# PROBLEM DETAILS
Retype the part of the forum thread about the hosted engine deployment failure from "The iSCSI target" to "s fragile ...", keeping every word unchanged.

# SELECTED PASSAGE
● ● ● ●

[ovirt-users] Re: HE deploy fails at "Initialize lockspace volume" step

2023-10-23 Thread Giuliano David
Just a note about QNAP iSCSI: I hope to have the chance to throw it in 
the wastebin the that device as soon as possible :) , but for complete 
information I have to say that I was able to add a new storage domain 
using QNAP iSCSI LUNs after the HE was setup on different target.

So the problem was only within the HE deployment.


On 23/10/23 18:27, Giuliano David wrote:

Thanks for your suggestion.
I checked the /etc/iscsi/initiatorname.iscsi content of all my nodes, 
and they are uniques.
The iSCSI target was a QNAP system with 10Gb/s NIC. I set up a new 
target on a Debian server and the deploy ended successfully (many 
other errors on iSCSI deploying the HE, but i managed to solve them)

It is now clear to me that:
- QNAP iSCSI target introduces something nasty that oVirt HE deploy 
cannot manage
- ovirt-hosted-engine-cleanup is not enough to clean the HE setup 
environment on the node: manual clean of some directories and a reboot 
are necessary too.
- The ansible script used to deploy oVirt HE is s fragile ... 
One thing should be implemented on it: the chance to suspend the 
script on failures, let the administrator fix the issue and then 
resume the script from the failing step (instead of aborting the 
deployment and performing the cleanup messing up the logfile too)


Thanks

giuliano


On 21/10/23 21:08, Strahil Nikolov wrote:
Simplest thing to check is if your host can discover and write to the 
LUN. Is it possible that more than 1 node has the same client IQN ?


Best Regards,
Strahil Nikolov




On Friday, October 20, 2023, 12:38 PM, Giuliano David 
 wrote:


Hi everyone.
I need help understanding a failure deploying the hosted engine on a
fresh-installed oVirt 4.5.4 el8 node.
After the setup via official ISO, I login via ssh in the node and I
issue the command:

# hosted-engine --deploy --4
--ansible-extra-vars=he_offline_deployment=true
-- Note --
The extra ansible variable is the only way I found to inhibit the
deployed hosted engine downloading last OS updates that will break
Python compatibility between the ansible playbook in the node
deploying
and the ansible host in the engine deployed.
Without that extra variable the deployment fails with fancy reasons.

● ● ● ●

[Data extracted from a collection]

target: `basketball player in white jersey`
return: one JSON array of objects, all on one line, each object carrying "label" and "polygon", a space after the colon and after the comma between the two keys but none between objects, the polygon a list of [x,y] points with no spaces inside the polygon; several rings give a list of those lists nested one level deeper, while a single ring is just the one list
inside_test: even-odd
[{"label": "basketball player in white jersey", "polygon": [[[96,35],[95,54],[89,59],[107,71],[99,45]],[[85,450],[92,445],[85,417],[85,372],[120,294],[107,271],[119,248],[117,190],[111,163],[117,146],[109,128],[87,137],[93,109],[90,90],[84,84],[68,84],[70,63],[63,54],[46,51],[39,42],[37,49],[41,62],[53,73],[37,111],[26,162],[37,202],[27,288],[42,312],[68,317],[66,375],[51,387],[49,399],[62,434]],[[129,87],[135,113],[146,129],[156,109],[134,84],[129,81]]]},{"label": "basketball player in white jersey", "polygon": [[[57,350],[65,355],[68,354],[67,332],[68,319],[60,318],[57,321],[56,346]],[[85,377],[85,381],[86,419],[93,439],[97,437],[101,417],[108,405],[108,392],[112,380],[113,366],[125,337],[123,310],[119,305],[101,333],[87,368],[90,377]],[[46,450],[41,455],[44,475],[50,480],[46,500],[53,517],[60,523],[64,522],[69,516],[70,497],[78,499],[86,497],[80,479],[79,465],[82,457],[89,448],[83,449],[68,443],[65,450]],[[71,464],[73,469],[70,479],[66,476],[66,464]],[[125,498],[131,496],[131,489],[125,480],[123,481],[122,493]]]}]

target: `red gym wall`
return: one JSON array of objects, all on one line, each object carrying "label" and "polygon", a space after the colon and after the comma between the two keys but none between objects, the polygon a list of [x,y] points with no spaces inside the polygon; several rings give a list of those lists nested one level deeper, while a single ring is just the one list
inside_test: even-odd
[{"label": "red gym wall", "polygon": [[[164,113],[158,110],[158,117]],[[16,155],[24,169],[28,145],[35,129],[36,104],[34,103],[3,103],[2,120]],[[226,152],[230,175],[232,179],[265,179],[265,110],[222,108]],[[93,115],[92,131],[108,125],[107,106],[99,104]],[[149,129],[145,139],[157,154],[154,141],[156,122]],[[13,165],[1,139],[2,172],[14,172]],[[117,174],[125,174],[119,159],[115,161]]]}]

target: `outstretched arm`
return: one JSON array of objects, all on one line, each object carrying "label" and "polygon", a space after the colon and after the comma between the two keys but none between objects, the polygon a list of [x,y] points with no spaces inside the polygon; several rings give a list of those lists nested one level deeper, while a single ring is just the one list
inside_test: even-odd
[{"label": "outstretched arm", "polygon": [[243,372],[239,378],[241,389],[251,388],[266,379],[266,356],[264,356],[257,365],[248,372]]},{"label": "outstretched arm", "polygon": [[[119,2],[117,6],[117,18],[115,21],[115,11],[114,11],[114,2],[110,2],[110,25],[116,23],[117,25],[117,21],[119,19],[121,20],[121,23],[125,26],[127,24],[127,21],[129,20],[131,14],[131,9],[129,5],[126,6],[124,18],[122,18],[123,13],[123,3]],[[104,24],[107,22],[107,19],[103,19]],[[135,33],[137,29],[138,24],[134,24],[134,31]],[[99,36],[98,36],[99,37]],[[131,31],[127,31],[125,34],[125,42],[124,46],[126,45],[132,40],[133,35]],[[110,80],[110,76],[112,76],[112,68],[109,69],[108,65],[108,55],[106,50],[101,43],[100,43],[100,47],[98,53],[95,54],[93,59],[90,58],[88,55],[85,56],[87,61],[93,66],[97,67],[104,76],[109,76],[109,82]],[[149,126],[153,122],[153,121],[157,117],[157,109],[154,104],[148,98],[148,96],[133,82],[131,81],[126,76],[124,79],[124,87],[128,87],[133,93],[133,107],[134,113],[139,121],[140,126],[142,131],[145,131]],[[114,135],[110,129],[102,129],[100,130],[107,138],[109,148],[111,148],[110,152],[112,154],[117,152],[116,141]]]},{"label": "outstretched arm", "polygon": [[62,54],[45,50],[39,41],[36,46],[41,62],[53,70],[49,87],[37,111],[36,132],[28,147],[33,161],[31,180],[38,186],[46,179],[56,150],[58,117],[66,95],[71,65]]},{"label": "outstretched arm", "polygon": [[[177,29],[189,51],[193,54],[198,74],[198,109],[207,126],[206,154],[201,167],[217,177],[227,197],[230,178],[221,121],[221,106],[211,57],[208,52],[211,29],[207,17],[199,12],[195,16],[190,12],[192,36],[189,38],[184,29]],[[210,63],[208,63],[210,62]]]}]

● ● ● ●

# IN RESPONSE
The iSCSI target was a QNAP system with 10Gb/s NIC. I set up a new 
target on a Debian server and the deploy ended successfully (many 
other errors on iSCSI deploying the HE, but i managed to solve them)

It is now clear to me that:
- QNAP iSCSI target introduces something nasty that oVirt HE deploy 
cannot manage
- ovirt-hosted-engine-cleanup is not enough to clean the HE setup 
environment on the node: manual clean of some directories and a reboot 
are necessary too.
- The ansible script used to deploy oVirt HE is s fragile ...